*ACTIVITY*. Please give the data below again in full, exactly as it stands.

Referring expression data
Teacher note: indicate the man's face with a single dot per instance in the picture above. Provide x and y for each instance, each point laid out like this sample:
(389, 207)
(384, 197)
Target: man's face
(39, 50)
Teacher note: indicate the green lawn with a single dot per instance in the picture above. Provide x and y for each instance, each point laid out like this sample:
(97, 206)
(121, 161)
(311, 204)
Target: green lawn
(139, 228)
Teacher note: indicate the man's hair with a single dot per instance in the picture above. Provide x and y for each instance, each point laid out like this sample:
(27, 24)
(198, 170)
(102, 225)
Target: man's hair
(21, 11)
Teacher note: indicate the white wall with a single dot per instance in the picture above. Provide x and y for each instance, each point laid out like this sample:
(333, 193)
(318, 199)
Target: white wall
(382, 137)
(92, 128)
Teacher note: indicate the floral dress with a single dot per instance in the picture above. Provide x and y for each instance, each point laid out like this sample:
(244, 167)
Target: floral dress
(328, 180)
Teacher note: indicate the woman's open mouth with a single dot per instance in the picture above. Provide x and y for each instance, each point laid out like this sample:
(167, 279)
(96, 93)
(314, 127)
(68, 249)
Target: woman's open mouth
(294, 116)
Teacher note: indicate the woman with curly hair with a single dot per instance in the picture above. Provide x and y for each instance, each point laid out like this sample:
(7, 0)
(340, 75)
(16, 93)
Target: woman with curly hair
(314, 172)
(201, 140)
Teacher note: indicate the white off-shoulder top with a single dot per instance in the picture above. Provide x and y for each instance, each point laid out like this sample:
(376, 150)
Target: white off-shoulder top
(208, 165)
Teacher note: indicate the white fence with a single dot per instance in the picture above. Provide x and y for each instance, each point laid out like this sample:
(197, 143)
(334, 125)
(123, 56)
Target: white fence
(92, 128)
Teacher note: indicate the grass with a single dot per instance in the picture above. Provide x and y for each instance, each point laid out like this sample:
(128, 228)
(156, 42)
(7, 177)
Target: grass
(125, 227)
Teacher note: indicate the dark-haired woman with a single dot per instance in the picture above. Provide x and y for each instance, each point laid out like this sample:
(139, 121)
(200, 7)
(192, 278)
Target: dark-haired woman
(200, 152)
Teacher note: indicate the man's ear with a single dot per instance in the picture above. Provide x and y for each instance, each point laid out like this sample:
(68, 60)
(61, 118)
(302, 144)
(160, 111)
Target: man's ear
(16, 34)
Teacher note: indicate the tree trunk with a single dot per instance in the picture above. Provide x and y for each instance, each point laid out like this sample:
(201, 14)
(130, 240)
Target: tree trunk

*RESULT FOR THIS TASK*.
Teacher note: indicate the man's face with a single dot per instance in the picture above. Provide x and y for each instance, each point laid out like this sample:
(389, 207)
(384, 197)
Target: man's face
(39, 50)
Teacher note: indicate the green lawn with a single dot per instance in the picture above. Provide x and y for each instance, each point laid out like this sample:
(97, 206)
(121, 161)
(311, 204)
Target: green lawn
(139, 228)
Teacher note: indicate the man's hair with a single dot per instance in the picture above. Provide x and y for each instance, each point laid out like this sample:
(27, 24)
(198, 170)
(102, 225)
Target: man's hair
(21, 11)
Teacher note: indicate the white wall with a single dot per instance in the picture above. Provide x and y for each instance, each point laid out like this sample:
(333, 193)
(318, 199)
Target: white wall
(382, 137)
(92, 128)
Teacher note: indicate the floral dress with a single dot per instance in the picture above. Provide x and y for each instance, each point laid out like this sample:
(244, 167)
Target: floral dress
(328, 180)
Teacher note: indicate the woman's open mouth with a single dot per instance in the picture above. Provide x and y for each instance, each point laid out like this sample:
(167, 279)
(96, 93)
(314, 127)
(68, 249)
Target: woman's open mouth
(294, 116)
Teacher note: indicate the woman with curly hair with a single dot per instance in the picture above. Provide x and y for each instance, each point laid out like this sample:
(7, 0)
(340, 75)
(16, 93)
Target: woman with curly hair
(314, 172)
(201, 140)
Teacher note: indicate the white off-shoulder top with a single dot per instance in the picture above. Provide x and y for each instance, each point laid out like this sample:
(376, 150)
Target: white off-shoulder top
(208, 165)
Teacher note: indicate the white fence with a single dot per instance in the picture above. Provide x and y for each instance, each point laid out like this sample:
(197, 143)
(334, 125)
(123, 56)
Target: white fence
(92, 128)
Teacher note: indicate the grass with a single dot per instance in the picture above. Provide x and y for each instance, each point laid out like this sample:
(128, 228)
(156, 42)
(7, 177)
Target: grass
(125, 227)
Teacher note: indicate the dark-haired woman with a single dot per instance in the picture above. Provide x and y for each instance, each point laid out like this sample:
(139, 121)
(200, 7)
(192, 278)
Target: dark-haired woman
(200, 152)
Teacher note: indicate the man's ear with a single dot per instance in the picture above. Provide x and y for each instance, each point laid out like this sample:
(68, 60)
(61, 118)
(302, 144)
(160, 111)
Target: man's ear
(16, 34)
Teacher note: indicate the tree trunk with a single dot per instance in the picture above. Provide x and y for each instance, each point laid out like this sample:
(201, 14)
(130, 240)
Target: tree trunk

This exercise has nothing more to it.